§ YOUR TASK
Pull out every line below word for word, leaving out the pictures.

§ PROVIDED DATA

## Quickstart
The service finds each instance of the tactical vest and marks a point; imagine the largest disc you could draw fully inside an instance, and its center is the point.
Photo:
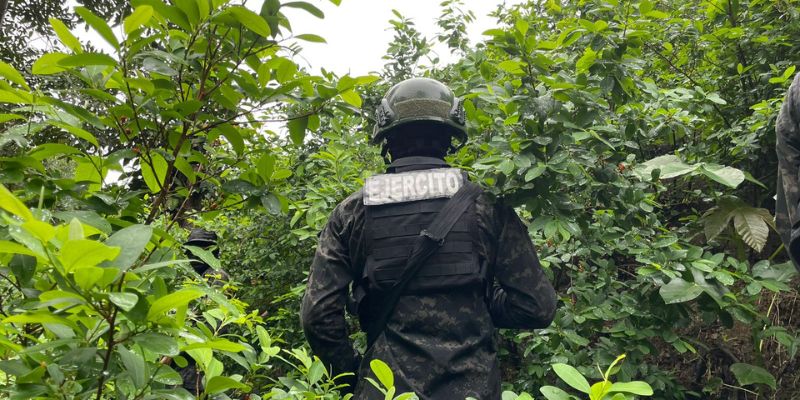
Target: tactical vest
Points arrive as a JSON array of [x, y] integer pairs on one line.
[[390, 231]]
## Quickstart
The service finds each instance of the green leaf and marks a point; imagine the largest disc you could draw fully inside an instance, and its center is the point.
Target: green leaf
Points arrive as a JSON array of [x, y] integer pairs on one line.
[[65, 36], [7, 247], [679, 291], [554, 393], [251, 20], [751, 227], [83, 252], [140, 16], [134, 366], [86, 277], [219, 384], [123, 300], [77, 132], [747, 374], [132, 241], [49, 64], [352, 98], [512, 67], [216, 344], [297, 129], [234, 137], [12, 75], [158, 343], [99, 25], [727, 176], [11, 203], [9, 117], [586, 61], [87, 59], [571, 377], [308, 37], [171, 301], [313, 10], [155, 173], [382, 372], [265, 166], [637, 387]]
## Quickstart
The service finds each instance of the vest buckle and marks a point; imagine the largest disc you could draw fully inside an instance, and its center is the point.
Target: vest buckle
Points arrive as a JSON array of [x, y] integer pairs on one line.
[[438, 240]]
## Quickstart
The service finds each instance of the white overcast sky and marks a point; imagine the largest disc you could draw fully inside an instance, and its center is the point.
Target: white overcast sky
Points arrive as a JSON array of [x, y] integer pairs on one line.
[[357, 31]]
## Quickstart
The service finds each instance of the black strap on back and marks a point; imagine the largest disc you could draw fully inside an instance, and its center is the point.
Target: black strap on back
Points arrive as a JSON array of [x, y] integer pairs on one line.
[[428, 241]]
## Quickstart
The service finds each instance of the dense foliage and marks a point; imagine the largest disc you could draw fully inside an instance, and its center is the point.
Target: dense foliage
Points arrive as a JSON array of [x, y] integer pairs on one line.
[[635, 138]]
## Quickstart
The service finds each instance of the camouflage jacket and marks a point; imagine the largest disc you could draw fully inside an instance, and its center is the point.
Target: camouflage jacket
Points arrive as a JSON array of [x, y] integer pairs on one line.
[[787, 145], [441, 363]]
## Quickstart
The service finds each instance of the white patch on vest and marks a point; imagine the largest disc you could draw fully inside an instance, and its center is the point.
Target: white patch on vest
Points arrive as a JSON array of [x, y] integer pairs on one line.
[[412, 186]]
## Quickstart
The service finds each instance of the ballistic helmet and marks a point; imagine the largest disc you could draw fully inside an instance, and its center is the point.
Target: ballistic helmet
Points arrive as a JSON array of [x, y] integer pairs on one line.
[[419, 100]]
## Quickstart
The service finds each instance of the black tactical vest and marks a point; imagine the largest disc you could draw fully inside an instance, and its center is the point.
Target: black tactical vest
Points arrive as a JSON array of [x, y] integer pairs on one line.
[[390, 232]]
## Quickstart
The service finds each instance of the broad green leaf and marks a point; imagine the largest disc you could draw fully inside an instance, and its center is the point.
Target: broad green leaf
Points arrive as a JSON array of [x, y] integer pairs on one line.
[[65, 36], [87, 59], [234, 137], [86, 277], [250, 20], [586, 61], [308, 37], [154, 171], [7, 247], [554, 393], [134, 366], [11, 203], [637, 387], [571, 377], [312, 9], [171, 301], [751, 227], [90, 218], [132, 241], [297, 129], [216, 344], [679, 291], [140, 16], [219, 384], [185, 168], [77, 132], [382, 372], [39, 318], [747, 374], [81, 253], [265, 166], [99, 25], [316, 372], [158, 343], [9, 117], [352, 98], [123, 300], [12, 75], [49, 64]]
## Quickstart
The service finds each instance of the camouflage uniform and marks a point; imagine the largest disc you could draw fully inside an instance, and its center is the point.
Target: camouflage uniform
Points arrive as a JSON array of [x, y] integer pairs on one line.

§ ANSWER
## Quickstart
The service finds each instance of the tactical vest and marks a point; imagine the largest disc you could draw fully inside an instance, and its center is the point.
Photo:
Target: tactical vest
Points arrive as a JSON array of [x, y] integer pairs on one line.
[[390, 231]]
## Quickstart
The service finds each instance of the green leaf and marks a point; imagine the largest disc you could draw fully inside an instance, and its center is the point.
Target: green leaf
Points arrive as a JSON array of [x, y] integer pairs on one line.
[[65, 36], [7, 247], [679, 291], [554, 393], [251, 20], [751, 227], [83, 252], [140, 16], [134, 366], [86, 277], [219, 384], [123, 300], [77, 132], [747, 374], [132, 241], [49, 64], [352, 98], [512, 67], [216, 344], [297, 129], [234, 137], [12, 75], [158, 343], [99, 25], [727, 176], [11, 203], [9, 117], [586, 61], [87, 59], [571, 377], [308, 37], [171, 301], [313, 10], [155, 173], [382, 372], [265, 166], [637, 387]]
## Quickstart
The service finds each instance of the vest buckle and marks a point; imagine the largest disc you could draw fully inside an instance, and its center is the point.
Target: vest buckle
Points arrive as a JSON array of [x, y] integer pairs on one line.
[[438, 240]]
## Quickstart
The service finds each instance of the white overcast sky and marks a point; imagine the largest disc you could draw fully inside an instance, and its center is the point.
Target: white overcast sky
Points arrive as a JSON array of [x, y] integer pairs on one line.
[[357, 31]]
## Quickstart
The service finds each instance of the black strap on back and marks a point; imagine the largest disc you could draw fully inside an instance, and its center is the point.
Target: black strap on back
Points arrive as a JSON array of [x, y] integer pairs on one line.
[[428, 241]]
## Quickstart
The service finds each instance of the dense foliage and marks a point; imagine the largest disc you could draw fully inside an instance, and its center is the point.
Target: dense foliage
Points arrive as a JSON array of [x, y] integer pairs on one line.
[[635, 138]]
## Quickstart
The service finds each instance of the camouflage jacket and marks a point; imagine the largest disc you could draw fully inside an instance, and its center is the point.
Target: camouflage jacket
Points arrive as a JSON array of [x, y] integer pairs on one line.
[[787, 145], [441, 363]]
## Quickstart
The service finds each instance of the white patch on vest and marks a point; imagine the largest disc you could draw fully inside an instance, and its center is the point.
Target: white patch on vest
Points arrive as a JSON array of [x, y] integer pairs on one line.
[[412, 186]]
## Quickstart
The service finds each instance of the ballistic helmet and marks a point; imagine the largest disc you could draw fully inside an instance, and its center is the point.
Target: ballistic helmet
Points arrive as a JSON array of [x, y] integer pairs on one line.
[[419, 100]]
## Quickstart
The service finds each instance of the black tactical vest and marks a point; imagine the largest disc you could draw fully inside an instance, and its center is the point.
Target: black tactical vest
Points arrive as a JSON array of [x, y] integer pairs on one line.
[[390, 232]]
## Quickstart
The service finds each instance of the broad green leaf and marks a point; imagine the largest disc you could draw fully inside an instance, and its center is the point.
Target: broad green leaf
Points arrive as a JSON array of [x, y] integer pairs on one line.
[[65, 36], [87, 59], [234, 137], [86, 277], [250, 20], [586, 61], [308, 37], [154, 171], [7, 247], [554, 393], [134, 366], [11, 203], [637, 387], [571, 377], [312, 9], [171, 301], [751, 227], [90, 218], [132, 241], [297, 129], [216, 344], [679, 291], [140, 16], [219, 384], [185, 168], [77, 132], [382, 372], [39, 318], [747, 374], [81, 253], [265, 166], [99, 25], [316, 372], [158, 343], [9, 117], [352, 98], [123, 300], [12, 75], [49, 64]]
## Quickstart
The service finds each instance of the camouflage uniform and marks a point; imagine the largest disc you could draw fully inside an instance, and its center is the point.
Target: camouflage uniform
Points arrive as a JSON array of [x, y] integer pairs on one line.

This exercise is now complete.